Dataset excerpts
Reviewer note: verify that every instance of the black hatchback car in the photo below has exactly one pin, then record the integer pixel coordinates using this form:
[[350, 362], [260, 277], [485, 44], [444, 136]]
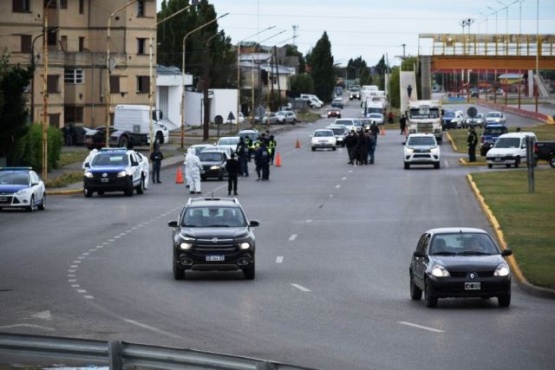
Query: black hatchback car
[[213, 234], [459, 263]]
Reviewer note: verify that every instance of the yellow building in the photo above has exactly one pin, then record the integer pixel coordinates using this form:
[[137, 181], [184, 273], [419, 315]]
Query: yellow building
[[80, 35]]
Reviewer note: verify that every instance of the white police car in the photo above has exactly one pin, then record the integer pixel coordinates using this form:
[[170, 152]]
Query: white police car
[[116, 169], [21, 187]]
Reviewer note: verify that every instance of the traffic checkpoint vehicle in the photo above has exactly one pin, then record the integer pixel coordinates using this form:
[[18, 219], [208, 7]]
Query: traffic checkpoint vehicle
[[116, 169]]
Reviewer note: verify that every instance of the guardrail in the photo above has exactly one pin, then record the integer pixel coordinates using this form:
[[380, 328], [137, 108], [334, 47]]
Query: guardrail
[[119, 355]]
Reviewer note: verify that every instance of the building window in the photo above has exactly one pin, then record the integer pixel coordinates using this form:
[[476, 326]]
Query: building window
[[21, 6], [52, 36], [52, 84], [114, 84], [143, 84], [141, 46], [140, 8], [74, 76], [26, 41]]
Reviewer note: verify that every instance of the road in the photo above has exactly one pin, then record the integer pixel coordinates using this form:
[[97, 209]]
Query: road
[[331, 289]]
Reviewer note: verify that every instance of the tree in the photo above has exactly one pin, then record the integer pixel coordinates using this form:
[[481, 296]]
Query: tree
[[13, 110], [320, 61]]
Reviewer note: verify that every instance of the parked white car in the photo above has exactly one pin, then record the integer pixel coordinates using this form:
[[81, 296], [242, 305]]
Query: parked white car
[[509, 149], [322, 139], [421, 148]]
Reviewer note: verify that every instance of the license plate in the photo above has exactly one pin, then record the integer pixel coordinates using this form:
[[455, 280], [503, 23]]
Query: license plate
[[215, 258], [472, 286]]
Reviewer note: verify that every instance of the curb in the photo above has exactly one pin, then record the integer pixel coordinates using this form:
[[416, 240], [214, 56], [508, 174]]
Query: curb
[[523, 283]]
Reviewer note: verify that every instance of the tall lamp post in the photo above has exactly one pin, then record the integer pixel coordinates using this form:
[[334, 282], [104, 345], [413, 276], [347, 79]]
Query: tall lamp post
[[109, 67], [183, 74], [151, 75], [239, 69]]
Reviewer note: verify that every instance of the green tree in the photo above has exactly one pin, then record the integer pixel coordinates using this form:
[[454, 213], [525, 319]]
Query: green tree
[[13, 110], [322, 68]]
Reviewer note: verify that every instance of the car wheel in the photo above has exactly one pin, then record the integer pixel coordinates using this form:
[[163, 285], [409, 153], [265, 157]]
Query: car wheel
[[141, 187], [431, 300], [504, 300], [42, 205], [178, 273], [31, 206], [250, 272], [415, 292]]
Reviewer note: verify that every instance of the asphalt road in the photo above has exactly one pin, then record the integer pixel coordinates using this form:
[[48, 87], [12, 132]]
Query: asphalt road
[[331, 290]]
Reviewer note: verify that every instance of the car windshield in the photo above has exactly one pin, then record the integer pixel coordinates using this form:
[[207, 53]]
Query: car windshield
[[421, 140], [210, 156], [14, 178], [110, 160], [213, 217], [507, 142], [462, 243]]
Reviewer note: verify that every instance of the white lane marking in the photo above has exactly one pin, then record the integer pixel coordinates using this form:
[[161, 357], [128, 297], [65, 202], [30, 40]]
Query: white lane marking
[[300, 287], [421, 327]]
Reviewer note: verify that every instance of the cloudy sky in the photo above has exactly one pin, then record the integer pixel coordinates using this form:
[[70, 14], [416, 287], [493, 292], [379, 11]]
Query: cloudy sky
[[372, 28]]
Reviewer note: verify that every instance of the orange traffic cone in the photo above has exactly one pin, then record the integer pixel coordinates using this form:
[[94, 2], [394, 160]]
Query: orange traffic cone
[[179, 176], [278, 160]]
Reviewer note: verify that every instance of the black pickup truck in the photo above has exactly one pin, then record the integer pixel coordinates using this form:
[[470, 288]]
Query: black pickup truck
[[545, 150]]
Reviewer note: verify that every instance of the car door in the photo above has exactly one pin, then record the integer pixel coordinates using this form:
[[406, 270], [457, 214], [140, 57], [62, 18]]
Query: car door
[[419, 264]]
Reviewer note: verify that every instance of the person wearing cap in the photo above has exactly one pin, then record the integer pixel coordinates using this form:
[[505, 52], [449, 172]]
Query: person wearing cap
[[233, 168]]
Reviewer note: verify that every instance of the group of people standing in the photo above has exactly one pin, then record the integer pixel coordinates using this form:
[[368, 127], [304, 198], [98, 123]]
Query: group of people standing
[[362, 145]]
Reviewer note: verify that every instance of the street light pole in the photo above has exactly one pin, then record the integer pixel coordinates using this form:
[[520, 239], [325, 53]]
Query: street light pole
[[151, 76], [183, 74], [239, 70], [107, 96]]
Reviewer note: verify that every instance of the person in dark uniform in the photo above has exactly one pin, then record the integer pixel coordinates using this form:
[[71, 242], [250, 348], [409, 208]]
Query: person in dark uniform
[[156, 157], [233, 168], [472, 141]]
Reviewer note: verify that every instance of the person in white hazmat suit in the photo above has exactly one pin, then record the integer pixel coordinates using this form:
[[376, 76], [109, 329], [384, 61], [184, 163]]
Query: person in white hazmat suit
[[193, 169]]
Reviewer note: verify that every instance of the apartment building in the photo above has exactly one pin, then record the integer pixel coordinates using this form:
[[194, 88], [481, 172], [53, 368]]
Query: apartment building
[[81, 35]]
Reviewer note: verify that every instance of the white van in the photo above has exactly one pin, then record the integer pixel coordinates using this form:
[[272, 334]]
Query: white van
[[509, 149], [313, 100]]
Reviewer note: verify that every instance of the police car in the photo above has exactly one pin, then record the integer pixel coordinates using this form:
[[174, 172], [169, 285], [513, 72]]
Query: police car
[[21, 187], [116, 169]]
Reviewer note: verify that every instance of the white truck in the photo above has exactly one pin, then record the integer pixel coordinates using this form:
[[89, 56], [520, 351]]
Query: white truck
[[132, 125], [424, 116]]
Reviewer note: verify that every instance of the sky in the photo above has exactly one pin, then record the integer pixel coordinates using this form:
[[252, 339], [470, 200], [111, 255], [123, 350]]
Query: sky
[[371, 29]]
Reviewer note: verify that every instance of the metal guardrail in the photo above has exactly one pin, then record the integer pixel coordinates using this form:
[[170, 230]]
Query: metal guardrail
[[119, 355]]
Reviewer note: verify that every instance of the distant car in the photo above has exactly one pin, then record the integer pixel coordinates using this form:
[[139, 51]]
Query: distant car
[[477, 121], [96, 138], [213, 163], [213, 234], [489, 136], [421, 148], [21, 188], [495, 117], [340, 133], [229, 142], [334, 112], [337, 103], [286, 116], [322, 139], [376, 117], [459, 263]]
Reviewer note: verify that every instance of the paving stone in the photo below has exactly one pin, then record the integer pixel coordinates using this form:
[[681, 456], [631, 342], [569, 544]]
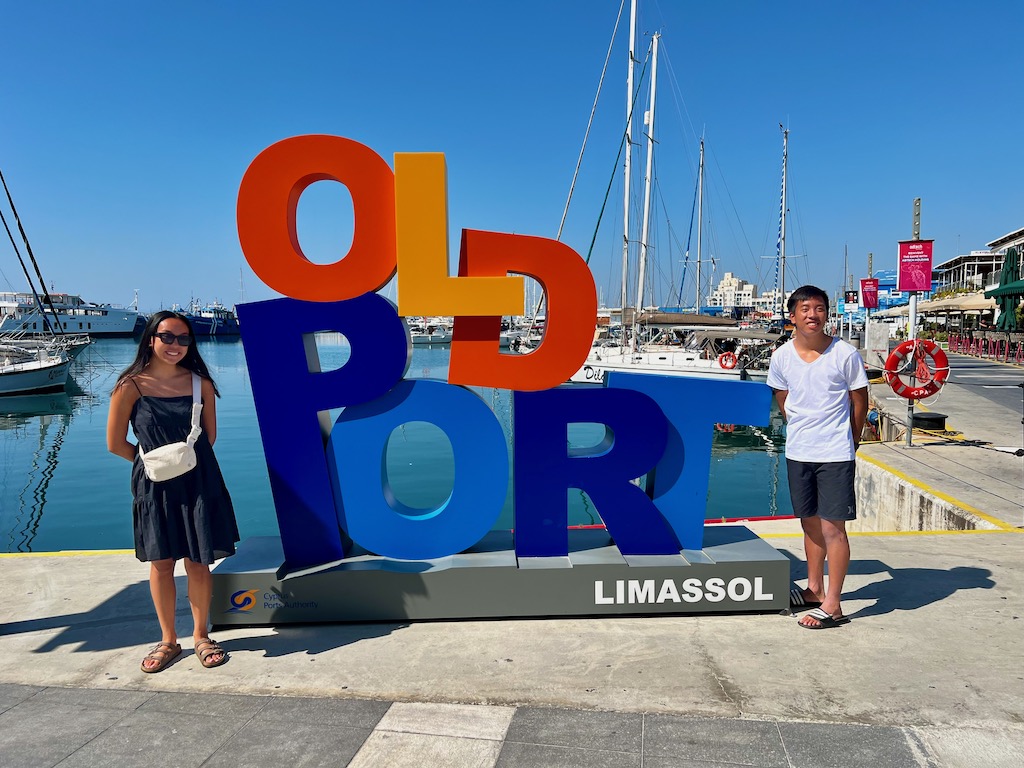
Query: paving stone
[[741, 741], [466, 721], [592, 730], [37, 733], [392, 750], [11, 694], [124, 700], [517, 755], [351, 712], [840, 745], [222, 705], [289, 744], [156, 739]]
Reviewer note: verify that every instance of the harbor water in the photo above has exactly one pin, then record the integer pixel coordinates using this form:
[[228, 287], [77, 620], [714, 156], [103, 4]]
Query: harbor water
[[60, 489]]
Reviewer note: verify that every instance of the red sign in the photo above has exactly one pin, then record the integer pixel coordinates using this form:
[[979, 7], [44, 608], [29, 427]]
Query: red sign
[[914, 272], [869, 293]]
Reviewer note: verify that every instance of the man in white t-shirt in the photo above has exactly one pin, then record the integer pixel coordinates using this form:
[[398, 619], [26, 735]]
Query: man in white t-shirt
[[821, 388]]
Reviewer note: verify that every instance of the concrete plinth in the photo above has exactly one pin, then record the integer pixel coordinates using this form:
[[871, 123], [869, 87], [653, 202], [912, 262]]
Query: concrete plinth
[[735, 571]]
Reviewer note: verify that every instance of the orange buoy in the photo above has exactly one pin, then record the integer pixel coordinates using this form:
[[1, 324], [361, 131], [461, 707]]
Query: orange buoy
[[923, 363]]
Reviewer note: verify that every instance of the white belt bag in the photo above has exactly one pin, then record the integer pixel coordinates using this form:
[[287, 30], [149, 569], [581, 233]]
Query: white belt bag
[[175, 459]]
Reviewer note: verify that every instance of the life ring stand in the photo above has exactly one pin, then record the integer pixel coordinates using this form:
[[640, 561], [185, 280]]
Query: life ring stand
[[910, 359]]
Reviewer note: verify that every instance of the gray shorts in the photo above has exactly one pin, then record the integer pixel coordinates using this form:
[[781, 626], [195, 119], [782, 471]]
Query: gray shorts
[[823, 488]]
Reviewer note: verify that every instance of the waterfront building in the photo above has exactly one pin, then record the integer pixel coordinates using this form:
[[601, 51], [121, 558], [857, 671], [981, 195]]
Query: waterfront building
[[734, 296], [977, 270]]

• **TO DO**
Out of the records above, pull each line containing the word "below".

• **RESULT FOR THIS TASK**
Reviewer note: verify that every instance of the black hatchback car in the photo below has exactly one pin, then record the integer pixel coordinates using this form:
Reviewer note: verify that every instance of the paving stone in the photo below has exactly one pin, then record the integer pixel coordinates using this form:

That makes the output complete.